Requirements:
State how many lines of the material below contain the string "black", counting only matches with the same capitalization. Reply with the number alone.

Material provided:
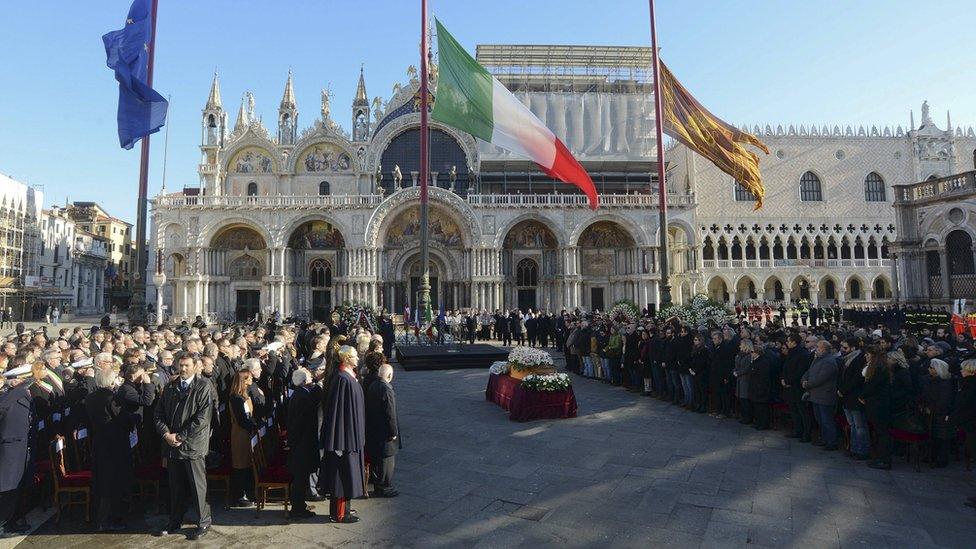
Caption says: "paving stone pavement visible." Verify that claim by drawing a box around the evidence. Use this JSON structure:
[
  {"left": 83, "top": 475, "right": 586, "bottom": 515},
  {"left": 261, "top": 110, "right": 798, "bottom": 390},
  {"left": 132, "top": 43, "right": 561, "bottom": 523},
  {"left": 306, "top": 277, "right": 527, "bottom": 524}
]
[{"left": 13, "top": 352, "right": 976, "bottom": 548}]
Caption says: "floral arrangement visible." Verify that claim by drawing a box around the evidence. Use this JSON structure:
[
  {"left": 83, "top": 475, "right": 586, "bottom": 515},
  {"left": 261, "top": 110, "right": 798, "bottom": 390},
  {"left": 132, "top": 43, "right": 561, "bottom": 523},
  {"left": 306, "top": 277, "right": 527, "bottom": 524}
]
[
  {"left": 333, "top": 301, "right": 377, "bottom": 329},
  {"left": 508, "top": 347, "right": 552, "bottom": 372},
  {"left": 658, "top": 294, "right": 734, "bottom": 326},
  {"left": 610, "top": 299, "right": 640, "bottom": 324},
  {"left": 522, "top": 374, "right": 573, "bottom": 392}
]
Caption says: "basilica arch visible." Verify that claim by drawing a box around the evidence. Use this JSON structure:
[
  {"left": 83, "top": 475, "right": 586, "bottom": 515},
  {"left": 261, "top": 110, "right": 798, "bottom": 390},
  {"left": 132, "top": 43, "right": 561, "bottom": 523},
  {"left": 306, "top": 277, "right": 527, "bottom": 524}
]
[
  {"left": 502, "top": 217, "right": 559, "bottom": 311},
  {"left": 376, "top": 196, "right": 476, "bottom": 311},
  {"left": 207, "top": 223, "right": 271, "bottom": 321},
  {"left": 575, "top": 219, "right": 642, "bottom": 311},
  {"left": 282, "top": 215, "right": 347, "bottom": 321}
]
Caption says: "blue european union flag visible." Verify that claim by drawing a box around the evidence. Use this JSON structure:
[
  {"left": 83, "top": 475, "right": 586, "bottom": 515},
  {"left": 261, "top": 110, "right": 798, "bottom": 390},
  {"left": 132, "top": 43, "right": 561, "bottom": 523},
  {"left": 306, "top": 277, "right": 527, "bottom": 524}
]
[{"left": 102, "top": 0, "right": 169, "bottom": 149}]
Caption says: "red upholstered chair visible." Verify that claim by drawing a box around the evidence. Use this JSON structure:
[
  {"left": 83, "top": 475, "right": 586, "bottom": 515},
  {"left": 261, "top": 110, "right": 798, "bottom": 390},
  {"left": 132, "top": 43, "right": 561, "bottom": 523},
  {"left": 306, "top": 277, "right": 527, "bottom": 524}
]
[
  {"left": 888, "top": 428, "right": 929, "bottom": 472},
  {"left": 49, "top": 435, "right": 91, "bottom": 522},
  {"left": 251, "top": 435, "right": 291, "bottom": 517}
]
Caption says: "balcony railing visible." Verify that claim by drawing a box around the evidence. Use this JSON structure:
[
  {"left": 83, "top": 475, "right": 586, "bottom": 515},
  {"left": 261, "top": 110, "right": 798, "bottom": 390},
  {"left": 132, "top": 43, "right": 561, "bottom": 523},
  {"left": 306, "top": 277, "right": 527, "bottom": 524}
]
[
  {"left": 157, "top": 194, "right": 383, "bottom": 208},
  {"left": 468, "top": 194, "right": 695, "bottom": 208},
  {"left": 702, "top": 259, "right": 891, "bottom": 269},
  {"left": 895, "top": 171, "right": 976, "bottom": 203},
  {"left": 156, "top": 194, "right": 695, "bottom": 208}
]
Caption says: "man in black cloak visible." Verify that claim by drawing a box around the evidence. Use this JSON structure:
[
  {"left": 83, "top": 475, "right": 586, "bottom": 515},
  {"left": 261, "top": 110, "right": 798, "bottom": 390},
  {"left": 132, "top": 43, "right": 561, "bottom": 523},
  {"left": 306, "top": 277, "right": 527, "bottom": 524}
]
[{"left": 319, "top": 345, "right": 366, "bottom": 524}]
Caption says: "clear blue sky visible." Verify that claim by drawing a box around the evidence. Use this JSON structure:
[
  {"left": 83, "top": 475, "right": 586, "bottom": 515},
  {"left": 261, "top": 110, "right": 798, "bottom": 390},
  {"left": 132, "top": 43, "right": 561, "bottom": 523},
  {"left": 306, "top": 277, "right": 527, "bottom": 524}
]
[{"left": 0, "top": 0, "right": 976, "bottom": 220}]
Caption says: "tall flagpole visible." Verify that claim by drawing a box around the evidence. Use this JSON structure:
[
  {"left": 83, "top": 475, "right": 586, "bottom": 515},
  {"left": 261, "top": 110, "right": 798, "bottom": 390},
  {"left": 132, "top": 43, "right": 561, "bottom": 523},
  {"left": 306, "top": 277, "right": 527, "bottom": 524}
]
[
  {"left": 418, "top": 0, "right": 433, "bottom": 325},
  {"left": 129, "top": 0, "right": 159, "bottom": 324},
  {"left": 649, "top": 0, "right": 671, "bottom": 307}
]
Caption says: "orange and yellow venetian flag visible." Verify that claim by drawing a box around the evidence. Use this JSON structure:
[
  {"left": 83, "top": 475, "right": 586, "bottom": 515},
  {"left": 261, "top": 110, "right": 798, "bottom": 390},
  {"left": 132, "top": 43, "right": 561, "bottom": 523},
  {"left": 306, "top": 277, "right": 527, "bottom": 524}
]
[{"left": 660, "top": 63, "right": 769, "bottom": 210}]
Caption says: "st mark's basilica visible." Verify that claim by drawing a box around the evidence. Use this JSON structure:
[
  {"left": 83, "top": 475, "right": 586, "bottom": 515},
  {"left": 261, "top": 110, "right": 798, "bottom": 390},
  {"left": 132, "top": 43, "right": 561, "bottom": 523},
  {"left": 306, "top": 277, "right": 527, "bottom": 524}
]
[{"left": 149, "top": 45, "right": 976, "bottom": 326}]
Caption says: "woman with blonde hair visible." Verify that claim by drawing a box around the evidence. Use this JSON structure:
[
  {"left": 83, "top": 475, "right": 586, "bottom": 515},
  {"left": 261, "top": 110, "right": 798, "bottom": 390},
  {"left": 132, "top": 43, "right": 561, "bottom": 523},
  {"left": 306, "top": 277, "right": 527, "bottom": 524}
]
[
  {"left": 319, "top": 346, "right": 366, "bottom": 523},
  {"left": 227, "top": 368, "right": 258, "bottom": 507}
]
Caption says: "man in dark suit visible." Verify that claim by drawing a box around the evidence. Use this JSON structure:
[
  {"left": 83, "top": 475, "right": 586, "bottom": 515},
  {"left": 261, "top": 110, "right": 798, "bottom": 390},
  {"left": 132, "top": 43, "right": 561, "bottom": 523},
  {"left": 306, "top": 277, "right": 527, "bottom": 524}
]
[
  {"left": 366, "top": 364, "right": 403, "bottom": 498},
  {"left": 780, "top": 334, "right": 813, "bottom": 442},
  {"left": 468, "top": 311, "right": 478, "bottom": 342},
  {"left": 0, "top": 372, "right": 34, "bottom": 538},
  {"left": 155, "top": 354, "right": 216, "bottom": 540},
  {"left": 288, "top": 368, "right": 322, "bottom": 519}
]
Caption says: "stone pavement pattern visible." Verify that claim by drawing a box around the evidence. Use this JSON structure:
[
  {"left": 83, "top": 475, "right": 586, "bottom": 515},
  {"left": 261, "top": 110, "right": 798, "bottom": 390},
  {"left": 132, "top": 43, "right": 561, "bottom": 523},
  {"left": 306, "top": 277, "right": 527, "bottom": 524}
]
[{"left": 13, "top": 354, "right": 976, "bottom": 548}]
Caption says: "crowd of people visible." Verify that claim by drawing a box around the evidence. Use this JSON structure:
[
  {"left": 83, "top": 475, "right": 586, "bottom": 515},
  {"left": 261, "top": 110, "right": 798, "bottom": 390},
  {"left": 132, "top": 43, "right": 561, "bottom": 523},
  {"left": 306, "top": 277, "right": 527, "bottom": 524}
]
[
  {"left": 557, "top": 308, "right": 976, "bottom": 476},
  {"left": 0, "top": 315, "right": 401, "bottom": 539}
]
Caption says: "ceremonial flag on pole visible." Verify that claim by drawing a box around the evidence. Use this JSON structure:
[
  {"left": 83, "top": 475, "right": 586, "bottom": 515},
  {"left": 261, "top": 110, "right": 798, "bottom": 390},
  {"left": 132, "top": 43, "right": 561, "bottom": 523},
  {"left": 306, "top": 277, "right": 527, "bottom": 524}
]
[
  {"left": 431, "top": 21, "right": 600, "bottom": 210},
  {"left": 660, "top": 63, "right": 769, "bottom": 210},
  {"left": 102, "top": 0, "right": 168, "bottom": 149}
]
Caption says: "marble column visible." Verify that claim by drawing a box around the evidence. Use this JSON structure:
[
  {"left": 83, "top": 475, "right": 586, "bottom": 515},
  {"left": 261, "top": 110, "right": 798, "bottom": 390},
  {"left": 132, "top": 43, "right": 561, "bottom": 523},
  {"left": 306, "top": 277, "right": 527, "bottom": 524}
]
[{"left": 939, "top": 246, "right": 951, "bottom": 299}]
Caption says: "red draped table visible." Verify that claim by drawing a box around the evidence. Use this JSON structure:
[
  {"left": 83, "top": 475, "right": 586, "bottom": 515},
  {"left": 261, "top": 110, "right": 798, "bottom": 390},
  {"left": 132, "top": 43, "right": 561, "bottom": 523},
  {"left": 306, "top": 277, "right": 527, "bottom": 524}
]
[{"left": 485, "top": 374, "right": 577, "bottom": 421}]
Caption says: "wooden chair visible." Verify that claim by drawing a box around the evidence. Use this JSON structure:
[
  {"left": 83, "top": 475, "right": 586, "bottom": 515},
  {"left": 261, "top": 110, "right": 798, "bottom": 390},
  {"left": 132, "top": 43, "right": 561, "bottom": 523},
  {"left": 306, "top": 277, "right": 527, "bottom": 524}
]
[
  {"left": 71, "top": 427, "right": 91, "bottom": 471},
  {"left": 207, "top": 454, "right": 233, "bottom": 509},
  {"left": 251, "top": 435, "right": 291, "bottom": 517},
  {"left": 49, "top": 435, "right": 91, "bottom": 523}
]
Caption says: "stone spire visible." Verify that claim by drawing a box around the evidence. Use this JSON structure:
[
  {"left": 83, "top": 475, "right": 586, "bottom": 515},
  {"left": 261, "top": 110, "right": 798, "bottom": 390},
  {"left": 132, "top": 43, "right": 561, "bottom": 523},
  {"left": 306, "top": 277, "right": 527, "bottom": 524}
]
[
  {"left": 352, "top": 65, "right": 369, "bottom": 107},
  {"left": 278, "top": 69, "right": 298, "bottom": 110},
  {"left": 234, "top": 94, "right": 248, "bottom": 132},
  {"left": 204, "top": 71, "right": 222, "bottom": 110}
]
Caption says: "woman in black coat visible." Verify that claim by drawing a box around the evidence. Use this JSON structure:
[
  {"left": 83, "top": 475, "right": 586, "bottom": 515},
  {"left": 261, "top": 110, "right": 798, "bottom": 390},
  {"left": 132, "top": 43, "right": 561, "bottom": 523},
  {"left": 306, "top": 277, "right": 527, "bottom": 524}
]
[
  {"left": 949, "top": 360, "right": 976, "bottom": 474},
  {"left": 85, "top": 370, "right": 137, "bottom": 531},
  {"left": 859, "top": 345, "right": 892, "bottom": 469},
  {"left": 748, "top": 344, "right": 772, "bottom": 431},
  {"left": 688, "top": 334, "right": 712, "bottom": 413},
  {"left": 922, "top": 358, "right": 955, "bottom": 467}
]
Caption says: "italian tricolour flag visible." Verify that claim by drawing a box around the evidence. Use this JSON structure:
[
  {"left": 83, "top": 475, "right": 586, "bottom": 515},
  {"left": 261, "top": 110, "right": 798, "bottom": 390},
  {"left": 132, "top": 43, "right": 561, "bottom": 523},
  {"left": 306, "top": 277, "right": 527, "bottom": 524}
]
[{"left": 431, "top": 21, "right": 599, "bottom": 210}]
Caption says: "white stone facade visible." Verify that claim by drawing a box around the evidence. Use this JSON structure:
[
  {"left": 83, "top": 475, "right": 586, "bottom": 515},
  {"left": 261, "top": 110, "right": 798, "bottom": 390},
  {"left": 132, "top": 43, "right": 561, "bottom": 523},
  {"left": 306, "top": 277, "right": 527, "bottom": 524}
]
[
  {"left": 147, "top": 46, "right": 976, "bottom": 320},
  {"left": 149, "top": 49, "right": 696, "bottom": 319},
  {"left": 892, "top": 170, "right": 976, "bottom": 304},
  {"left": 669, "top": 100, "right": 976, "bottom": 303}
]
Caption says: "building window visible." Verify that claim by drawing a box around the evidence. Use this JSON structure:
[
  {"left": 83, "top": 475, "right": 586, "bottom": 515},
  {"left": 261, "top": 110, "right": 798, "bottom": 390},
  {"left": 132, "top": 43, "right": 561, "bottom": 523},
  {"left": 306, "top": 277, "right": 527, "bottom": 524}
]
[
  {"left": 308, "top": 259, "right": 332, "bottom": 288},
  {"left": 800, "top": 172, "right": 823, "bottom": 202},
  {"left": 864, "top": 172, "right": 887, "bottom": 202},
  {"left": 946, "top": 229, "right": 976, "bottom": 275},
  {"left": 515, "top": 258, "right": 539, "bottom": 287},
  {"left": 732, "top": 181, "right": 756, "bottom": 202}
]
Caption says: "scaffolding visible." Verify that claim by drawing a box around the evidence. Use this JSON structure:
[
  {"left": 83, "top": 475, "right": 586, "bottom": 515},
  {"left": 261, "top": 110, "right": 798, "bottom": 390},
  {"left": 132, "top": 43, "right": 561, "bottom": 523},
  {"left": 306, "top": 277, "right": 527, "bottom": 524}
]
[{"left": 476, "top": 44, "right": 653, "bottom": 94}]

Output of the exercise:
2